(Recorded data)
--- Begin ---

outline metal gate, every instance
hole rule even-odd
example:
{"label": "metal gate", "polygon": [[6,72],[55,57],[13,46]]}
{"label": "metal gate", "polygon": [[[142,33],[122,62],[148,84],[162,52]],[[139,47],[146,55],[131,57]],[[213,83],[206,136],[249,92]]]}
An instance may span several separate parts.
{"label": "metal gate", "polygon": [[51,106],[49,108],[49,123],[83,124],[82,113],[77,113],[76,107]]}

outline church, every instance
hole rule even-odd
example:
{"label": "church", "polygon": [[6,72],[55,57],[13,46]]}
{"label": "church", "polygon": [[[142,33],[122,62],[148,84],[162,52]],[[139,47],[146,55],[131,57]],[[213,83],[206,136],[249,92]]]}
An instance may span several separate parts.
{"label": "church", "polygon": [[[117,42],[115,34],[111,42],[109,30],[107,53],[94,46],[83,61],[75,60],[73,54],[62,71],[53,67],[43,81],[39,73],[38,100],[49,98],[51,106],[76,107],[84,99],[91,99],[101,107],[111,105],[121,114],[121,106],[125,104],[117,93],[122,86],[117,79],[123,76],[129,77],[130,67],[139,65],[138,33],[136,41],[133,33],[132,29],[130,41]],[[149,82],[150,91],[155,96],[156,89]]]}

--- End ---

Goal —
Extract every line of the items above without changing a single character.

Response to the task —
outline metal gate, every instance
hole rule even-odd
example:
{"label": "metal gate", "polygon": [[6,72],[55,57],[13,46]]}
{"label": "metal gate", "polygon": [[[142,33],[122,62],[148,84],[162,52]],[[139,47],[146,55],[131,57]],[[213,83],[206,136],[249,92]]]}
An instance may span several separate parts.
{"label": "metal gate", "polygon": [[51,106],[49,108],[49,123],[83,124],[82,113],[77,113],[76,107]]}

outline church, every instance
hole rule even-odd
example:
{"label": "church", "polygon": [[6,72],[55,57],[13,46]]}
{"label": "church", "polygon": [[[142,33],[122,62],[148,84],[162,52]],[[139,47],[146,55],[131,57]],[[213,83],[206,136],[249,92]]]}
An instance may span several separate parts.
{"label": "church", "polygon": [[[117,42],[115,34],[111,42],[109,30],[107,53],[94,46],[83,61],[75,60],[73,54],[62,71],[53,67],[43,81],[39,73],[38,100],[49,98],[51,106],[76,107],[84,99],[91,99],[101,107],[111,105],[121,114],[121,106],[125,104],[117,93],[122,86],[117,79],[123,76],[129,77],[130,67],[139,65],[138,33],[136,41],[133,33],[132,29],[130,41]],[[149,82],[150,91],[155,96],[156,89]]]}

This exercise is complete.